Voir que d'autres, suffisamment nombreux, agissent également dans le même sens, permet de se sentir moins seul face à l'immensité d'une tâche, de la rendre plus abordable.

Et c'est là qu'Oru, entre en scène.
Car celui-ci est non seulement un organiseur, permettant de mieux décider et coordonner nos actions, mais aussi, accessoirement, un matérialiseur d'amour : il rend plus visible, par sa fonction « suivi d'activité », « avancement de tâches », les actions positives, l'humanisme concret, en particulier, celui qui n'est pas habituellement perçu comme tel, car non conforme au stéréotype des manifestations immédiates de l'amour (et qui est pourtant souvent, comme nous l'avons vu, le plus bénéfique). Cette visualisation aurait non seulement un effet d'encouragement, mais aussi d'entraînement...

À ce propos, une économie qui mettrait en exergue les contributions positives me semble un concept fort intéressant.
Ce serait exactement le contraire de ce qui se passe actuellement.
La société actuelle, en effet, matérialise l'égoïsme.

Intrinsèquement, tout d'abord.
Elle est fondée sur le désir de consommer et de dominer. Le travail est essentiellement perçu comme une souffrance. Il consiste à se faire dominer (par son patron ou ses clients), pour mieux pouvoir dominer ensuite (en tant que client, actionnaire ou même « donateur »). L'objectif de chacun n'est pas le fruit direct de son travail, le bonheur de ceux qui en bénéficient, mais le bonheur qu'il aura à jouir de l'argent gagné. En dominant ou en consommant. Consommer consiste non pas à apporter quelque chose à la société, mais à profiter du fruit du travail de tout le monde. D'où, évidemment, une situation de compétition, car si rien n'empêche personne de travailler, la quantité de biens produits est forcément limitée. Ainsi, chacun travaille d'abord pour lui-même, l'égoïsme est généralisé.
Certains diront bien sûr qu'ils se plaisent à faire un travail utile mais il s'agit là de petits arrangements individuels malgré le système, lequel, par l'importance des récompenses proposées et la nécessité de les obtenir pour vivre décemment, invite clairement à l'égoïsme.
Dans notre société, le travail est parfois revendiqué comme une « valeur », mais c'est un travail qu'il importe toujours de récompenser, devinez comment... C'est même pour le « valoriser », qu'on le récompense !

Et comme si cela ne suffisait pas, cet égoïsme est valorisé, respecté.

Liste:
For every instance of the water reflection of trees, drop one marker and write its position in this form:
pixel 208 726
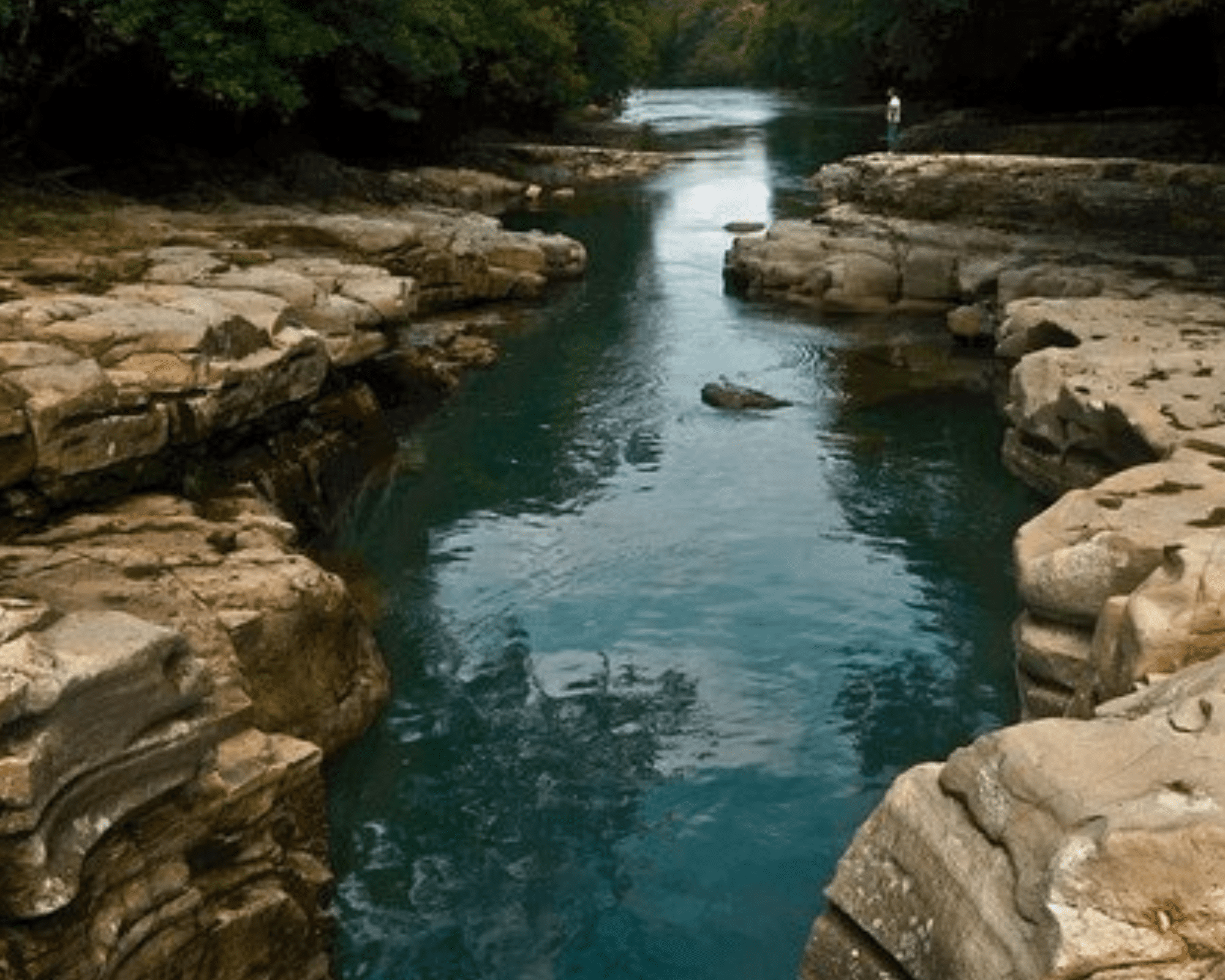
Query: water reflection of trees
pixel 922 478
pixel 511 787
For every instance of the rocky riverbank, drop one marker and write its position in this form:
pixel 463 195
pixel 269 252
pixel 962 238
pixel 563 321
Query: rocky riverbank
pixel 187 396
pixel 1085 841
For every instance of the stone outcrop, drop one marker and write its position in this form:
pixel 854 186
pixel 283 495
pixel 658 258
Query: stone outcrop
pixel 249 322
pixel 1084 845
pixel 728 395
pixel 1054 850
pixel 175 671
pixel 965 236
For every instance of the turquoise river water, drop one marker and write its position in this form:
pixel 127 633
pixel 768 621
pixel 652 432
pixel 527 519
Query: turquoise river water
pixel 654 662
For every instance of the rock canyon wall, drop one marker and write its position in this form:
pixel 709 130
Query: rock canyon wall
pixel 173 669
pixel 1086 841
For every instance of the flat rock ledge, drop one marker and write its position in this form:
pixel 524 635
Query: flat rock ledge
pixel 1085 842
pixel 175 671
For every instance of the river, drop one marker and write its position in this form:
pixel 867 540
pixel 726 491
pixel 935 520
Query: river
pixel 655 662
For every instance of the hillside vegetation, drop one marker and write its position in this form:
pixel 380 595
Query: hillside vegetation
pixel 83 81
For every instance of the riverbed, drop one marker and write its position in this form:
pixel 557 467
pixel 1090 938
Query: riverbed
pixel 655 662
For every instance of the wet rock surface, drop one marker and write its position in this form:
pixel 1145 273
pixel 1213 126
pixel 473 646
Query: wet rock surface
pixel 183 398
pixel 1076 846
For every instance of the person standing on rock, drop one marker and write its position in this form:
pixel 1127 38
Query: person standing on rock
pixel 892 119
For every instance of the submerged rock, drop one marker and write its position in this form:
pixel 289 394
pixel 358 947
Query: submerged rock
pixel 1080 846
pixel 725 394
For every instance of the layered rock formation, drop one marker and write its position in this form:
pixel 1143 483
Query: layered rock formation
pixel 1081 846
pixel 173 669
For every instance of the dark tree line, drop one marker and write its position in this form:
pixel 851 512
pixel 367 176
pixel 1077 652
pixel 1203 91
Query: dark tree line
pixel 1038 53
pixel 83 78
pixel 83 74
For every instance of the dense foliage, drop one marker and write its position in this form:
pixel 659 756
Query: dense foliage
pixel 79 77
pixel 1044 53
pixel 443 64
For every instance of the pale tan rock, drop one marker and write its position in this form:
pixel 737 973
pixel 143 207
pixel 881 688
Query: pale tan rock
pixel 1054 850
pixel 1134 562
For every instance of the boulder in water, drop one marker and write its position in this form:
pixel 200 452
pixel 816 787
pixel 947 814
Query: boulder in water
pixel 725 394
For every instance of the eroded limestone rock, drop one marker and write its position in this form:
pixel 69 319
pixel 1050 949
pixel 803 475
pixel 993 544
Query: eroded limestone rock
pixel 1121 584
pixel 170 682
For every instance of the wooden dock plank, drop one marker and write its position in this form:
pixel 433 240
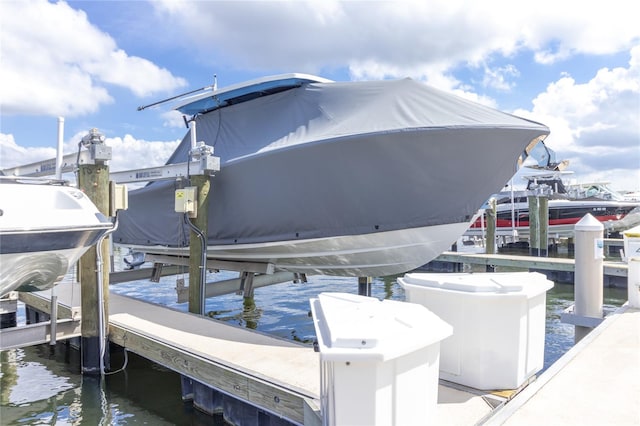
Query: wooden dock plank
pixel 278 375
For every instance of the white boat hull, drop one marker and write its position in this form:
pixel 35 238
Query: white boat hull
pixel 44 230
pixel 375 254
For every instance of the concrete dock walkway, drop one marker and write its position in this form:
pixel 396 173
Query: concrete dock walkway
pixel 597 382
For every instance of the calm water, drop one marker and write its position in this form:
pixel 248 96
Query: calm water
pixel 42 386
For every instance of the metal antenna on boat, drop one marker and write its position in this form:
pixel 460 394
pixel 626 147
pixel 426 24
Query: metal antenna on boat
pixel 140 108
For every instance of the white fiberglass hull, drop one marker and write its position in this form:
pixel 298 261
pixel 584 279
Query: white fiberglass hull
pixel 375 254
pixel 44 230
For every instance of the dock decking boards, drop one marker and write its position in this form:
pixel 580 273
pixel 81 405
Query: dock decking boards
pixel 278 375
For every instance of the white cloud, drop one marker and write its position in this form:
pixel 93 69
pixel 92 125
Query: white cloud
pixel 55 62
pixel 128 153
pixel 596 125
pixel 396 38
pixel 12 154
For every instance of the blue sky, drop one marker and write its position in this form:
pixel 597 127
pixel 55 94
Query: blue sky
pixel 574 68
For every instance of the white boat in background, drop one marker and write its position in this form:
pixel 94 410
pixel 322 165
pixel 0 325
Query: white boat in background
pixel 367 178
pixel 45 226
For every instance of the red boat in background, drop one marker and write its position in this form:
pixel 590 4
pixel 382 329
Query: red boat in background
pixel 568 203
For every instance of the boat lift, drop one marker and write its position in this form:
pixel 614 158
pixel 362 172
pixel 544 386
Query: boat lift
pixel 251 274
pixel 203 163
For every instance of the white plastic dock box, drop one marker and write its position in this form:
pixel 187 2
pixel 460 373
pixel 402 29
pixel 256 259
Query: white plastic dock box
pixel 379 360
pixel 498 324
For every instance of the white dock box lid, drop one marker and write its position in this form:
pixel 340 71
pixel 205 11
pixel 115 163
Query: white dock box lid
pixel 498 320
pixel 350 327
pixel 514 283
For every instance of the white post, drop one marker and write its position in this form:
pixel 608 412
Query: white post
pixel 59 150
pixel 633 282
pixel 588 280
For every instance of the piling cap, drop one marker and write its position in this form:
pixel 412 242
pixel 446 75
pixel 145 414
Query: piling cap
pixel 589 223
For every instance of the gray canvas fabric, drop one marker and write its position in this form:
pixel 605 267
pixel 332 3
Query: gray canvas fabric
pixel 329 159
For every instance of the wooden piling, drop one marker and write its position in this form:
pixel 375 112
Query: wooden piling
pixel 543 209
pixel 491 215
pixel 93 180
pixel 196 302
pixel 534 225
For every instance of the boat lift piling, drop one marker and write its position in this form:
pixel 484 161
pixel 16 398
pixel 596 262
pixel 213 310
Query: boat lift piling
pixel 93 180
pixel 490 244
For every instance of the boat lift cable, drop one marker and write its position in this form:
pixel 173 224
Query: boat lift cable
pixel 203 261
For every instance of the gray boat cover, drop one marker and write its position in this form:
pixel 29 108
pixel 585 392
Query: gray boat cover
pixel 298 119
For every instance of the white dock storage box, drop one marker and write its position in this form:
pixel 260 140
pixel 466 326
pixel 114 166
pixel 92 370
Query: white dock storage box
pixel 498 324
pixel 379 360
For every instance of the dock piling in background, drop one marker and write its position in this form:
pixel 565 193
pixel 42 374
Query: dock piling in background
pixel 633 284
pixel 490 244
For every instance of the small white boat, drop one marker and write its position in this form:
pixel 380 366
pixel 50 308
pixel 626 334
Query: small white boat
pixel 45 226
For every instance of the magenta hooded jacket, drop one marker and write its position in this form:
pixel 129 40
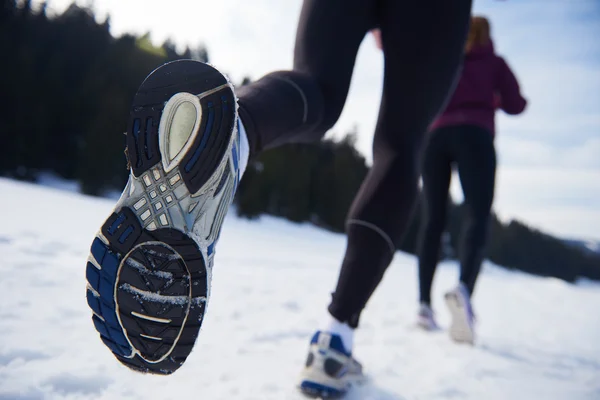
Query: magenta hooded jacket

Objectif A:
Restituez, s'il vous plaît, le passage du texte source qui va de « Dans notre société, le » jusqu'à « est valorisé, respecté. » inclus.
Objectif B:
Traduisez en anglais cette phrase du texte source : « La société actuelle, en effet, matérialise l'égoïsme. »
Ces lignes ont une autre origine que le texte source.

Réponse complète A:
Dans notre société, le travail est parfois revendiqué comme une « valeur », mais c'est un travail qu'il importe toujours de récompenser, devinez comment... C'est même pour le « valoriser », qu'on le récompense !

Et comme si cela ne suffisait pas, cet égoïsme est valorisé, respecté.

Réponse complète B:
Present-day society, indeed, materializes selfishness.